MATERIAL SHOWN:

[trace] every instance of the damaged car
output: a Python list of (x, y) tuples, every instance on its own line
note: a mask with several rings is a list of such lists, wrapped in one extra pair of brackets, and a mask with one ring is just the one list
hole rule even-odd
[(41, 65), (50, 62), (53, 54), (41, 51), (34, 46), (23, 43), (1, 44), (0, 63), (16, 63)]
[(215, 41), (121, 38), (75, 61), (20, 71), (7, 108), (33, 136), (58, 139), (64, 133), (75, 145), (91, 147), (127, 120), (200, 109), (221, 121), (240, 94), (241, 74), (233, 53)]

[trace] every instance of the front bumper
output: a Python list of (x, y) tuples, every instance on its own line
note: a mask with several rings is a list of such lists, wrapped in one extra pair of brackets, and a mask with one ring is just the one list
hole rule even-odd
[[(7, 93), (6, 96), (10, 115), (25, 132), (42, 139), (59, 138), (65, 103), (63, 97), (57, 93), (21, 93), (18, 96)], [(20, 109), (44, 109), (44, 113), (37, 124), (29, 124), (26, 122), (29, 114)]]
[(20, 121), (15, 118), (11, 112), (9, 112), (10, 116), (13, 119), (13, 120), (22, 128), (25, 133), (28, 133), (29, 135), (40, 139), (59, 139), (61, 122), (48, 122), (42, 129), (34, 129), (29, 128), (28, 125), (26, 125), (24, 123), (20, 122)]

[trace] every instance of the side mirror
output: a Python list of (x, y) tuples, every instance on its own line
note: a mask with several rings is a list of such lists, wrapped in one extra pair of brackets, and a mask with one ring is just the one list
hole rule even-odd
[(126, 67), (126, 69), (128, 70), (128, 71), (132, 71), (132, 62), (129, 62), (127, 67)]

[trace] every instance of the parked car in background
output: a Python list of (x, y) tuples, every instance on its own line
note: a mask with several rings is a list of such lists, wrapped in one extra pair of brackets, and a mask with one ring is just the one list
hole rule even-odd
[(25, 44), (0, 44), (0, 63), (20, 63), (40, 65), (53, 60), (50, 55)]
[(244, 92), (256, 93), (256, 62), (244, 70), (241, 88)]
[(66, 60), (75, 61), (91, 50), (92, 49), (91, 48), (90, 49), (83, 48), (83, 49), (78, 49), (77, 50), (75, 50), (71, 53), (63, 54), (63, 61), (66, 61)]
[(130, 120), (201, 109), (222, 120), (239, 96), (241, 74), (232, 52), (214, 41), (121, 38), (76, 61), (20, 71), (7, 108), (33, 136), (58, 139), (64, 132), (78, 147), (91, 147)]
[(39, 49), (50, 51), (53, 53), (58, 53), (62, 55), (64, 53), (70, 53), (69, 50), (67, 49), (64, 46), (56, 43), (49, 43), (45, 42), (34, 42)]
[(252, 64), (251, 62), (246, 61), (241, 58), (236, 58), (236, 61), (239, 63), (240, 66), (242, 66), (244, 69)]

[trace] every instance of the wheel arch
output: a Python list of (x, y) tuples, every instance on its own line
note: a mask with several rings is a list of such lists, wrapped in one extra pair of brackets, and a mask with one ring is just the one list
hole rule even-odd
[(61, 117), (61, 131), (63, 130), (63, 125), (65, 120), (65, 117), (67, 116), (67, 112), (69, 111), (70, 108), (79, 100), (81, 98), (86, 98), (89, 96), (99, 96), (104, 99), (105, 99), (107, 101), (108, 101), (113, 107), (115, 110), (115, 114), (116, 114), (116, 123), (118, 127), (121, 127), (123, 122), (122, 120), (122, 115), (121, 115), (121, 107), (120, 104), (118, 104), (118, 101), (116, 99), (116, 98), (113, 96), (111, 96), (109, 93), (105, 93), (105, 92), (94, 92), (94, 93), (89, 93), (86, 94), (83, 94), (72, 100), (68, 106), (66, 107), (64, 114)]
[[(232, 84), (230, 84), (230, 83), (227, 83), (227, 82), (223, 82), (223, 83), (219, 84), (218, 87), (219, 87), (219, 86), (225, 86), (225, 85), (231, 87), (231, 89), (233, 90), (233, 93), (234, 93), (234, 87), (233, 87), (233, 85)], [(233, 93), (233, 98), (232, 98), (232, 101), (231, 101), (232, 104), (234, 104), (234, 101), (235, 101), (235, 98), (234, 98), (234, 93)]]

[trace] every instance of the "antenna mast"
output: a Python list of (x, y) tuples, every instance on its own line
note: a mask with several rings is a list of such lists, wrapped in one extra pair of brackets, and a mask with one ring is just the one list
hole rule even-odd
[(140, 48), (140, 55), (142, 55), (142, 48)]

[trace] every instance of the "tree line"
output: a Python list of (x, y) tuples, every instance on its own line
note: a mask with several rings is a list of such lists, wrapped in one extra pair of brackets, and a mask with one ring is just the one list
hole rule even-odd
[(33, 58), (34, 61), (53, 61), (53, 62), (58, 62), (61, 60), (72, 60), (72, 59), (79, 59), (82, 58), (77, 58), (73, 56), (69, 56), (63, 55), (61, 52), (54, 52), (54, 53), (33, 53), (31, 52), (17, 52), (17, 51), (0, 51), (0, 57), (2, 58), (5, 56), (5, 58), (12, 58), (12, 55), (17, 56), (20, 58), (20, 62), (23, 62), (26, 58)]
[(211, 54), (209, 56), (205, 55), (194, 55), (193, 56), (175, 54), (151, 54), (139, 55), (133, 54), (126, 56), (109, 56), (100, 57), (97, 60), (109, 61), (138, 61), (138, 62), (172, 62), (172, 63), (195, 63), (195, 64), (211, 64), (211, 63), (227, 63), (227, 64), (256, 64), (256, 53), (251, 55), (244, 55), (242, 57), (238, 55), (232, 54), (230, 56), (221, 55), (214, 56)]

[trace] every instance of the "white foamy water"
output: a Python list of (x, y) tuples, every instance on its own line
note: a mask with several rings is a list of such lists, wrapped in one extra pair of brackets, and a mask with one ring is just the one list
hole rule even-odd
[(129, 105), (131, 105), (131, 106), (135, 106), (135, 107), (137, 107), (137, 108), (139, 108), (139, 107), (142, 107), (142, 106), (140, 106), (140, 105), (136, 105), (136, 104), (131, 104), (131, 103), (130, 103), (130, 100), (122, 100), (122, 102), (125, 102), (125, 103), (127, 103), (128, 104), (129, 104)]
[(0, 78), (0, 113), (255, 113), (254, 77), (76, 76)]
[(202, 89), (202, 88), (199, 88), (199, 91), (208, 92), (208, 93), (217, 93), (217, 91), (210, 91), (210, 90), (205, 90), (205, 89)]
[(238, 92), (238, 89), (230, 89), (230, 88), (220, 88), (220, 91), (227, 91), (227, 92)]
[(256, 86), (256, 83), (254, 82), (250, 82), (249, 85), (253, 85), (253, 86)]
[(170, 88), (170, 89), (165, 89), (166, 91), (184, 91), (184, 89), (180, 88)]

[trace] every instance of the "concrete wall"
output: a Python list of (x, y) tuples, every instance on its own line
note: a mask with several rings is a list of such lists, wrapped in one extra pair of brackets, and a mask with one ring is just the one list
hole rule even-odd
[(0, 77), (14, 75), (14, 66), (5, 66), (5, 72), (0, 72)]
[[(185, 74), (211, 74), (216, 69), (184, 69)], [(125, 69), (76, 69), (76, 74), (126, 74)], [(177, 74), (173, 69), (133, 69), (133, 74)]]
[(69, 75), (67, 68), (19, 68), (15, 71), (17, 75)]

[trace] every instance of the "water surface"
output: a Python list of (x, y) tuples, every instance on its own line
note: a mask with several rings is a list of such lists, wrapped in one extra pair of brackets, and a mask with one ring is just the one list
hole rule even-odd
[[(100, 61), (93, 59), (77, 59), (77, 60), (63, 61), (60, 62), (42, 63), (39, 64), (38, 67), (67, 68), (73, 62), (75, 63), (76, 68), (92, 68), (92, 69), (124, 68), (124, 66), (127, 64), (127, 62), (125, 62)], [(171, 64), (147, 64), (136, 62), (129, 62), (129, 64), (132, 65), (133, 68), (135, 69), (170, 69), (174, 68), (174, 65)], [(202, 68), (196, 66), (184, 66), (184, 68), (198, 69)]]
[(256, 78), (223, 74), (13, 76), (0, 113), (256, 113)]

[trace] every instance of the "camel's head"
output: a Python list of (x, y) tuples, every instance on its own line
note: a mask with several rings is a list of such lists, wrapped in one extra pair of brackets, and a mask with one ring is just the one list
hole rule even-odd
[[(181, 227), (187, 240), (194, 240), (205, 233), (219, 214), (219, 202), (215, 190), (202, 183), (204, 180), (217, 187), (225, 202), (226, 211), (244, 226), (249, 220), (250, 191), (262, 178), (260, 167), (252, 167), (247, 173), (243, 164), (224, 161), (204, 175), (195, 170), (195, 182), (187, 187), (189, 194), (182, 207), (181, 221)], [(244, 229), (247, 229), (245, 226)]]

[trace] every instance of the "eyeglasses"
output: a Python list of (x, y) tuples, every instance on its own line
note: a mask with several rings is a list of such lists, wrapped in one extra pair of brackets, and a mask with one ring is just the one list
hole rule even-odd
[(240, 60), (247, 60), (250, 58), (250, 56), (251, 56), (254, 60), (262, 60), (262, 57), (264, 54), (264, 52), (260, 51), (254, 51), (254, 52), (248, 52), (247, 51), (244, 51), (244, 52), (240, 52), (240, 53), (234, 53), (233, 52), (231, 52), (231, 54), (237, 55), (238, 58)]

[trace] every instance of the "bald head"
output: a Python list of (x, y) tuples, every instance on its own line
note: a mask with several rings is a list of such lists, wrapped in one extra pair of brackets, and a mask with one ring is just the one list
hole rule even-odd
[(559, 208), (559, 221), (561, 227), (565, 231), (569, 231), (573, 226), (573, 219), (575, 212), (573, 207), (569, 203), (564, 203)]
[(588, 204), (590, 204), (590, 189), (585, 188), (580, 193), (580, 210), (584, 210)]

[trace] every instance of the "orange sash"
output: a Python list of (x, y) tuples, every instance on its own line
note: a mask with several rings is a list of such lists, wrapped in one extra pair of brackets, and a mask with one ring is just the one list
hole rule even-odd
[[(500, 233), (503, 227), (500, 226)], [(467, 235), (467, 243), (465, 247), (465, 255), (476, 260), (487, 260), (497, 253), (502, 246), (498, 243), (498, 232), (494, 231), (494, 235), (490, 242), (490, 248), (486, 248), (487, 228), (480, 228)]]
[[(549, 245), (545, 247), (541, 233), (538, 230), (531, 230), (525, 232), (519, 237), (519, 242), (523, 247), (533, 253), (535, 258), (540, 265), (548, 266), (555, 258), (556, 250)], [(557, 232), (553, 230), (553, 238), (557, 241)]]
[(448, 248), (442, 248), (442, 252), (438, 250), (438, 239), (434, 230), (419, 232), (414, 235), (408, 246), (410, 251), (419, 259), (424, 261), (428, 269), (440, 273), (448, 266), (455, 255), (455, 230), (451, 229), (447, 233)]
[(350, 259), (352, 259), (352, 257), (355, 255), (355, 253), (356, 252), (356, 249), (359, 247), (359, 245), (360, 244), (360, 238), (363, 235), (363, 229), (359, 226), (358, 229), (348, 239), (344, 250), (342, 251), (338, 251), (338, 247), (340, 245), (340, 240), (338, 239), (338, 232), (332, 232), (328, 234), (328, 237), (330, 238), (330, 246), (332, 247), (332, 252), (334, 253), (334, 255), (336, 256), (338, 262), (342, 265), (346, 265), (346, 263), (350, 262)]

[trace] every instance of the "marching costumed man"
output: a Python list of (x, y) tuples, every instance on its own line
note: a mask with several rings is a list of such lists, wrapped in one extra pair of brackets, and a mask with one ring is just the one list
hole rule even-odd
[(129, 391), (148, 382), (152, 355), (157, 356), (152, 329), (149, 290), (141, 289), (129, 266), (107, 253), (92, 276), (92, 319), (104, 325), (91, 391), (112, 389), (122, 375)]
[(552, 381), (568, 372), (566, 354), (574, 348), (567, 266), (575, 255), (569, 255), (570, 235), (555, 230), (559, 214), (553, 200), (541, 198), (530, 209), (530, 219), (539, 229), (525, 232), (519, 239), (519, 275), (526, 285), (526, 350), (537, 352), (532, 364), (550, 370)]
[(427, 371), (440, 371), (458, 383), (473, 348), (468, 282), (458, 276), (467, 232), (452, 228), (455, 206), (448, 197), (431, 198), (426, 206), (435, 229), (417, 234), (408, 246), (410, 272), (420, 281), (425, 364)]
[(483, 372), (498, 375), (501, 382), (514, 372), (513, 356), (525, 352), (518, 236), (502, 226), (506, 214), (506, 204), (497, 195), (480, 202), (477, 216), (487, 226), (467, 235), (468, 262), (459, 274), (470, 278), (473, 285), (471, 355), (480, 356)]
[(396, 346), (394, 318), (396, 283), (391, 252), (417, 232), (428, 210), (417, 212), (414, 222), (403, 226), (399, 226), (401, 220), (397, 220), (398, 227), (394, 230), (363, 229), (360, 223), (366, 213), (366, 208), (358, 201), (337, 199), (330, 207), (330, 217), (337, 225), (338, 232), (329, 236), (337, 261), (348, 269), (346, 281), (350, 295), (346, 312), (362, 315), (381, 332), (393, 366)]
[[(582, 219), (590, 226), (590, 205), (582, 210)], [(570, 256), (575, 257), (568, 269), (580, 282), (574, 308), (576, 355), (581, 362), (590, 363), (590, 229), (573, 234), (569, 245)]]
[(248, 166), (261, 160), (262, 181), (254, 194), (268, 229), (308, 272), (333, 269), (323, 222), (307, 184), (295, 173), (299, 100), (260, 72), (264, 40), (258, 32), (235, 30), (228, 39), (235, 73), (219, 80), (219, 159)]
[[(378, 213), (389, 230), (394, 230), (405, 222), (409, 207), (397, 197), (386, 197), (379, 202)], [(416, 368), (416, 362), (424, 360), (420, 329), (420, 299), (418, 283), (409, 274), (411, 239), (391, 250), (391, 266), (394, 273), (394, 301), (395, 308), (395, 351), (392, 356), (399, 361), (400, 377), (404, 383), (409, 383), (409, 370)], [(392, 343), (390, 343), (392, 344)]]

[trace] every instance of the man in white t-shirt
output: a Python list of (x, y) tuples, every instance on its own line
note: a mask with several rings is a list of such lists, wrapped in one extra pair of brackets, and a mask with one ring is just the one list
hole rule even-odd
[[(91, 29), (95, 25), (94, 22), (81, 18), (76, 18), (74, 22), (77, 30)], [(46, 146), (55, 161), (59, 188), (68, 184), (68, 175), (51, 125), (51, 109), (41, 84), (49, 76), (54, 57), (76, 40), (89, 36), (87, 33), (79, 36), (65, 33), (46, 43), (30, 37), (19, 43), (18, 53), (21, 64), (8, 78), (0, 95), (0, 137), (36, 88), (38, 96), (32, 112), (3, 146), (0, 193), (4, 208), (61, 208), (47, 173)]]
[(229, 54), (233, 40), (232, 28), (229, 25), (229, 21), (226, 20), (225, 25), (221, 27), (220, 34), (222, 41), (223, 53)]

STATED EXERCISE:
Copy out the stretch of data from the line containing "[trace] every instance of the side mirror" through the line containing "62), (127, 67)]", reproducing each line precisely, with both end lines included.

OUTPUT OF THE EXERCISE:
[trace] every instance of the side mirror
output: a Python list of (x, y) tuples, every instance on its own line
note: a mask with several rings is a list of such lists, wrapped in one extra pair of brackets, and a mask with one ring is just the one list
hole rule even-odd
[(126, 67), (126, 69), (128, 70), (128, 71), (132, 71), (132, 62), (129, 62), (127, 67)]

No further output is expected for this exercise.